Instrucciones: Reproduce literalmente las líneas de los registros que empiezan en la línea que contiene "Find the kitchen" y siguen hasta el final de los registros, con ambos extremos incluidos.

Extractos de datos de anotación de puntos
________
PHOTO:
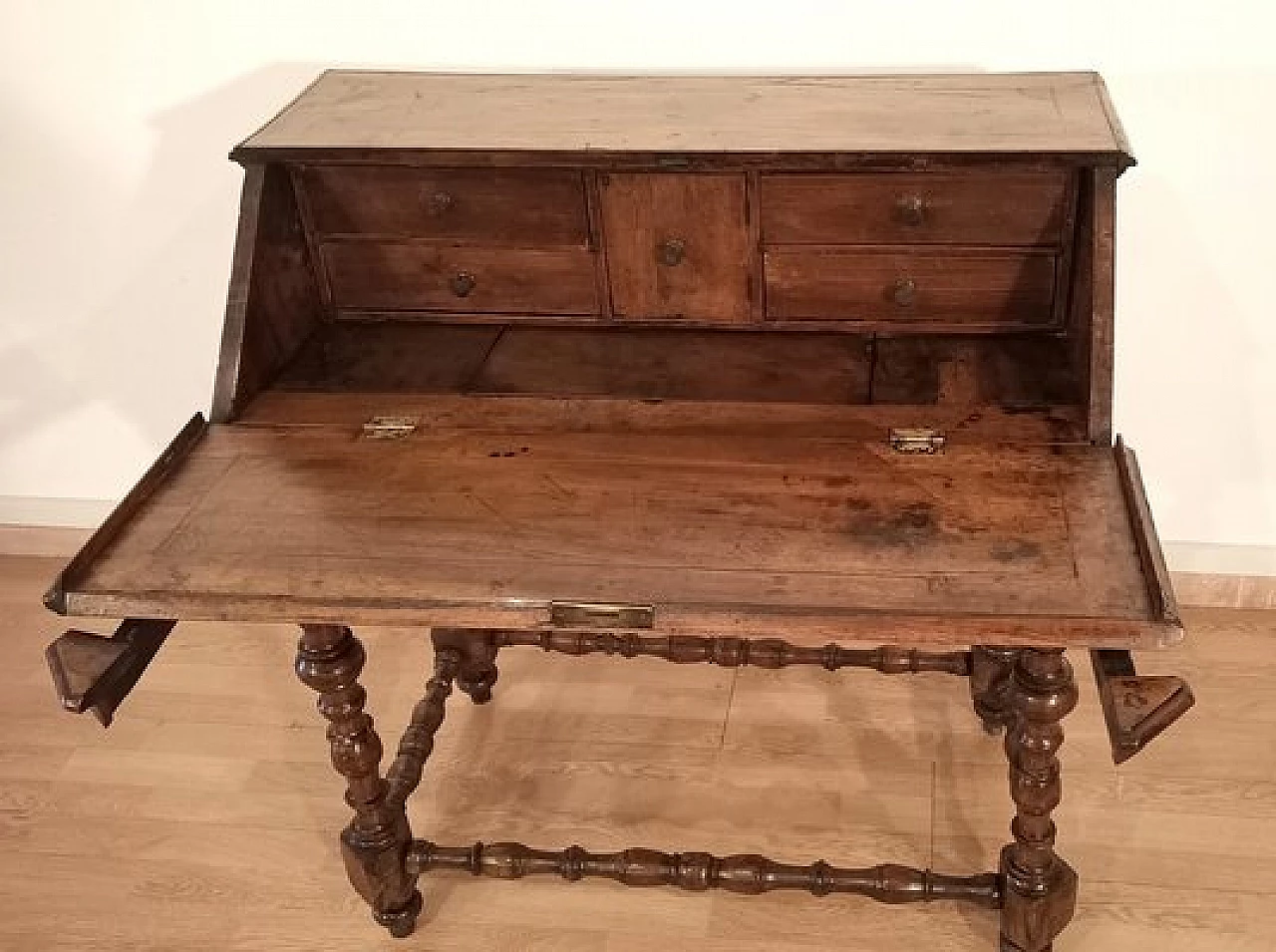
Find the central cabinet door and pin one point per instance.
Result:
(678, 246)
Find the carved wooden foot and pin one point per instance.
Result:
(990, 684)
(478, 648)
(374, 846)
(1039, 888)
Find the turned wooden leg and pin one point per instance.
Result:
(990, 684)
(478, 650)
(1039, 888)
(374, 846)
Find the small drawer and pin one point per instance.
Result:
(937, 286)
(531, 208)
(975, 208)
(418, 276)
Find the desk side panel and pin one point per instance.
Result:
(274, 301)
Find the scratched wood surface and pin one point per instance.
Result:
(279, 522)
(938, 113)
(207, 816)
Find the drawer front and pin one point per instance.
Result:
(910, 286)
(976, 208)
(529, 208)
(678, 246)
(405, 276)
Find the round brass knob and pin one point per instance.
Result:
(463, 283)
(903, 292)
(671, 251)
(911, 209)
(439, 201)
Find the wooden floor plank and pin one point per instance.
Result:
(205, 816)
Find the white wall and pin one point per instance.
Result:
(118, 205)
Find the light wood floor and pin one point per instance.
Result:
(205, 818)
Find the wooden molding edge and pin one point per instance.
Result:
(1197, 590)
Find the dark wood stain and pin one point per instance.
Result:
(648, 338)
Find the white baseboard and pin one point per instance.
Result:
(51, 511)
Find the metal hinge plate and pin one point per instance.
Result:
(920, 440)
(573, 614)
(390, 428)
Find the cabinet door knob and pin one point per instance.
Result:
(463, 283)
(671, 251)
(903, 292)
(439, 201)
(911, 209)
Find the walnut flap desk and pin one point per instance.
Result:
(670, 367)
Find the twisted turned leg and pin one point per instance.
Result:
(990, 684)
(478, 650)
(374, 845)
(1039, 888)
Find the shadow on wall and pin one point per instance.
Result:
(144, 352)
(1179, 305)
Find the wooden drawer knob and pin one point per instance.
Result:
(439, 203)
(463, 283)
(911, 209)
(903, 292)
(671, 251)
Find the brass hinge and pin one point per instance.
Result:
(572, 614)
(920, 440)
(390, 428)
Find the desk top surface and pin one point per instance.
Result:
(721, 531)
(979, 113)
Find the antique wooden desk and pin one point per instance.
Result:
(668, 367)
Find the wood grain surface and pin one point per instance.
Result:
(935, 113)
(207, 816)
(978, 208)
(705, 219)
(769, 532)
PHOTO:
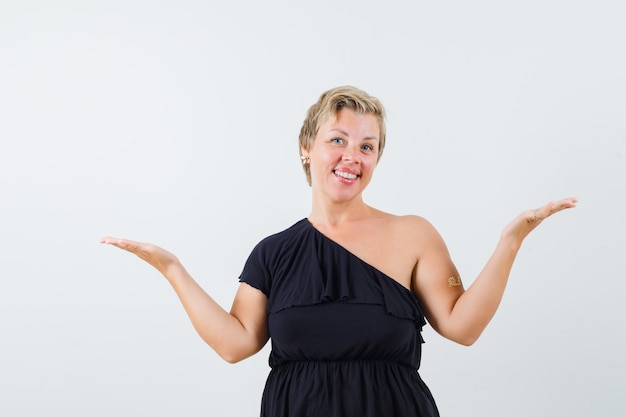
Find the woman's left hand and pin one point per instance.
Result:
(528, 220)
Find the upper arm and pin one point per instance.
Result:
(250, 308)
(436, 280)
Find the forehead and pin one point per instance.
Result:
(349, 120)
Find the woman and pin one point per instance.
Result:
(344, 293)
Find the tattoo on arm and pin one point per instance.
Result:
(454, 282)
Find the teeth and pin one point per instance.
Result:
(346, 175)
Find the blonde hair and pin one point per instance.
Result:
(327, 106)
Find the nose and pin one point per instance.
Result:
(350, 155)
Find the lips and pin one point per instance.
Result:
(346, 174)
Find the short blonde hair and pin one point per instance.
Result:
(327, 106)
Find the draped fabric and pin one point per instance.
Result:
(346, 338)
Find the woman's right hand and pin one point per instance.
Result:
(156, 256)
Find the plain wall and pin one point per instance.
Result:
(176, 122)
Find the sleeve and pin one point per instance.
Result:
(256, 271)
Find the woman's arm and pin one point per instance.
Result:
(235, 335)
(462, 315)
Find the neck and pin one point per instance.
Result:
(336, 213)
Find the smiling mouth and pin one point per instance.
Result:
(346, 175)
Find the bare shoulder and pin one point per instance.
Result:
(416, 226)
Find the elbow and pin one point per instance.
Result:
(463, 338)
(232, 359)
(467, 341)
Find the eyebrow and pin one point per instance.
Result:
(343, 132)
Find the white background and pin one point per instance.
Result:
(176, 122)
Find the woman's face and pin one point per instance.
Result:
(344, 154)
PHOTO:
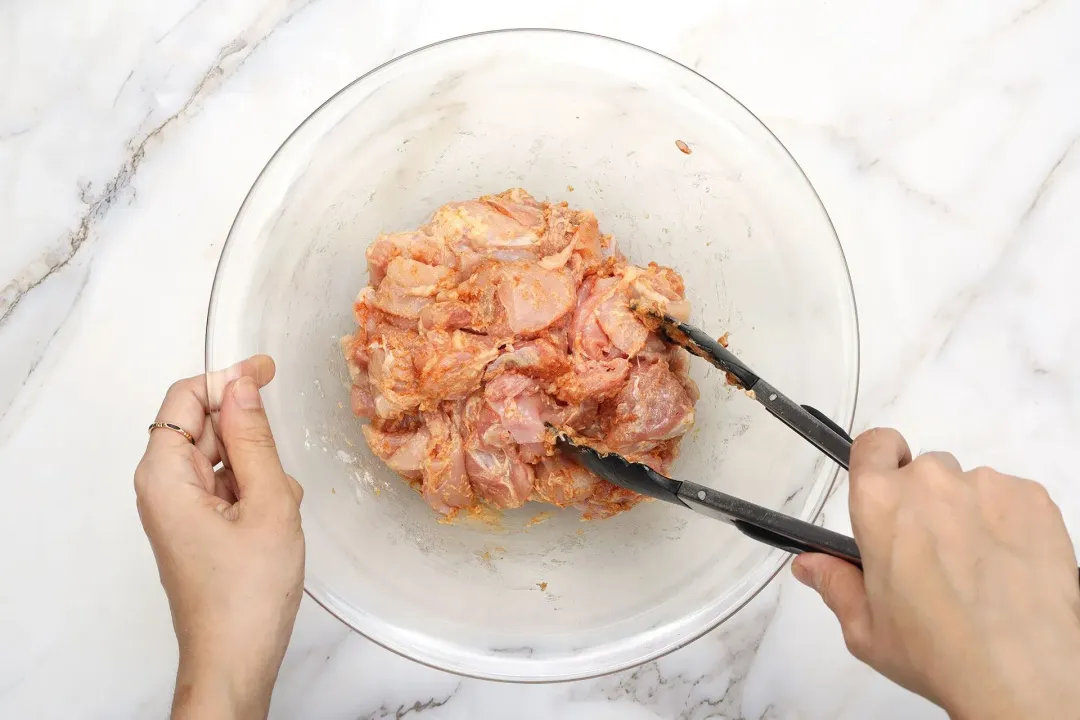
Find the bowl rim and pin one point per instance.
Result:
(775, 558)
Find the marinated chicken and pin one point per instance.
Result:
(498, 317)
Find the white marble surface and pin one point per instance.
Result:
(943, 136)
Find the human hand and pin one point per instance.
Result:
(969, 594)
(228, 543)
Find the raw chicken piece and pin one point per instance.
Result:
(652, 406)
(419, 246)
(537, 358)
(403, 452)
(534, 297)
(498, 317)
(445, 483)
(451, 364)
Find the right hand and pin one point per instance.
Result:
(969, 594)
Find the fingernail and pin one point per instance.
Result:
(801, 573)
(246, 394)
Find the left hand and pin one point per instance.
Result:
(228, 543)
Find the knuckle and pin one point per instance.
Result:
(1037, 494)
(258, 437)
(856, 641)
(929, 463)
(177, 389)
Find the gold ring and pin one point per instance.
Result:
(175, 429)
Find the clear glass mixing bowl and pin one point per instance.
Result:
(549, 111)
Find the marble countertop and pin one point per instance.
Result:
(942, 135)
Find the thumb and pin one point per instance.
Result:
(840, 585)
(248, 443)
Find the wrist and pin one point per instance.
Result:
(211, 688)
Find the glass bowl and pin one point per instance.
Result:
(526, 596)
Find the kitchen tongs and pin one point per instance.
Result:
(809, 422)
(760, 524)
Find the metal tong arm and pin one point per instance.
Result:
(767, 526)
(809, 422)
________
Solución escrita:
Find the kitchen tongs and pin one point per instance.
Result:
(809, 422)
(760, 524)
Find the metal tong arm and pin one point per instance.
Result:
(767, 526)
(809, 422)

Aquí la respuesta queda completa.